> [REQUIRED WORK]: Put the lines that follow into a numbered list, leaving out any blank lines.

> [RECORDED DATA]:
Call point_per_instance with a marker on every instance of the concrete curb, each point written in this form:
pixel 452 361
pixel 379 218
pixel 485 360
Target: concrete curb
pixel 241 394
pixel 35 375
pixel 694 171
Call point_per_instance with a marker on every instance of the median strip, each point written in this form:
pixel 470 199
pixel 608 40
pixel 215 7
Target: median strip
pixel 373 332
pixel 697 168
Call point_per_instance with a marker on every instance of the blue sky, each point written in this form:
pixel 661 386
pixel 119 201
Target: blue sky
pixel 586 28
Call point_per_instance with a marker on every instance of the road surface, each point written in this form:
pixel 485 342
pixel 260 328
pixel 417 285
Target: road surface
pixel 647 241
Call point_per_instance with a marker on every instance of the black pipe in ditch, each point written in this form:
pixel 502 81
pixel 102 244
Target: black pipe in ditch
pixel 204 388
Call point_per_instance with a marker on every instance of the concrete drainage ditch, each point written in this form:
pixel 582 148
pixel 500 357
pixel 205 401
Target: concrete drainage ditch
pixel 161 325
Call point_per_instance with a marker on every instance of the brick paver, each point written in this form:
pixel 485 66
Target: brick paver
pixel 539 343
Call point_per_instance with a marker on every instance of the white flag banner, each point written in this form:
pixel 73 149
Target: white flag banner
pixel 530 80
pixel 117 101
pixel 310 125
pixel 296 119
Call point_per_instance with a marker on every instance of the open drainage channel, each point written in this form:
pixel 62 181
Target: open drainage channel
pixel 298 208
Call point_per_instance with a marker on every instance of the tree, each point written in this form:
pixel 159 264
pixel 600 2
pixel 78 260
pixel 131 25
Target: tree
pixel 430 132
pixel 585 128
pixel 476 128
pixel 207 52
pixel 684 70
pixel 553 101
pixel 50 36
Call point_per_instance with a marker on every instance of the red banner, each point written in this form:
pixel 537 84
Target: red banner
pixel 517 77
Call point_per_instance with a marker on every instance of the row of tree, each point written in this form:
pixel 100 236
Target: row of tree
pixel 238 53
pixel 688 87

> [EXPECTED ANSWER]:
1. Call point_per_instance with a marker on every instance of the concrete curb, each point written in this form:
2. pixel 452 361
3. pixel 379 218
4. pixel 485 360
5. Target: concrete curb
6. pixel 241 394
7. pixel 35 375
8. pixel 694 171
9. Call point_per_instance with a marker on every instance of the median strip, each point written in this form:
10. pixel 470 199
11. pixel 608 40
12. pixel 215 7
13. Target: median strip
14. pixel 373 332
15. pixel 697 168
16. Call point_per_instance with a marker on every instance of the blue sky, each point written in this form:
17. pixel 661 386
18. pixel 119 201
19. Target: blue sky
20. pixel 586 28
21. Call point_per_instance with a marker on every instance of the road surface, each point written in this form:
22. pixel 485 342
23. pixel 260 328
24. pixel 417 285
25. Target: road surface
26. pixel 647 241
27. Call point_per_instance with a marker on every instance of the black pipe in ditch, each point written in this form:
28. pixel 502 81
29. pixel 102 244
30. Target: black pipe in ditch
31. pixel 204 388
32. Call point_per_instance with a marker on every instance of the concrete drainage ditch, each point written in this form:
33. pixel 582 148
34. pixel 500 357
35. pixel 205 401
36. Target: concrete drainage ditch
37. pixel 161 325
38. Call point_per_instance with a marker on every instance of the brick paver, each point written in this form:
39. pixel 485 66
40. Target: brick paver
41. pixel 539 343
42. Call point_per_instance with a marker on every instance of the white flag banner, each point written in this form:
43. pixel 73 149
44. Target: white flag banner
45. pixel 530 80
46. pixel 117 101
47. pixel 310 125
48. pixel 296 119
49. Call point_per_instance with a marker on every instance of the open drainage channel, each point written in this form:
50. pixel 62 181
51. Target: open drainage channel
52. pixel 298 208
53. Call point_per_instance with a marker on every instance of the tree, each point written in this form:
54. pixel 159 264
55. pixel 600 2
56. pixel 78 260
57. pixel 131 25
58. Target: tree
59. pixel 430 132
60. pixel 585 128
61. pixel 476 128
62. pixel 207 52
63. pixel 684 70
64. pixel 553 101
65. pixel 50 36
66. Call point_per_instance with a marker on every instance of the red banner, each point written in this form:
67. pixel 537 84
68. Target: red banner
69. pixel 517 77
70. Call point_per_instance with a marker on every instance of the row of tree, each point written in this form:
71. pixel 100 236
72. Target: row of tree
73. pixel 238 53
74. pixel 688 87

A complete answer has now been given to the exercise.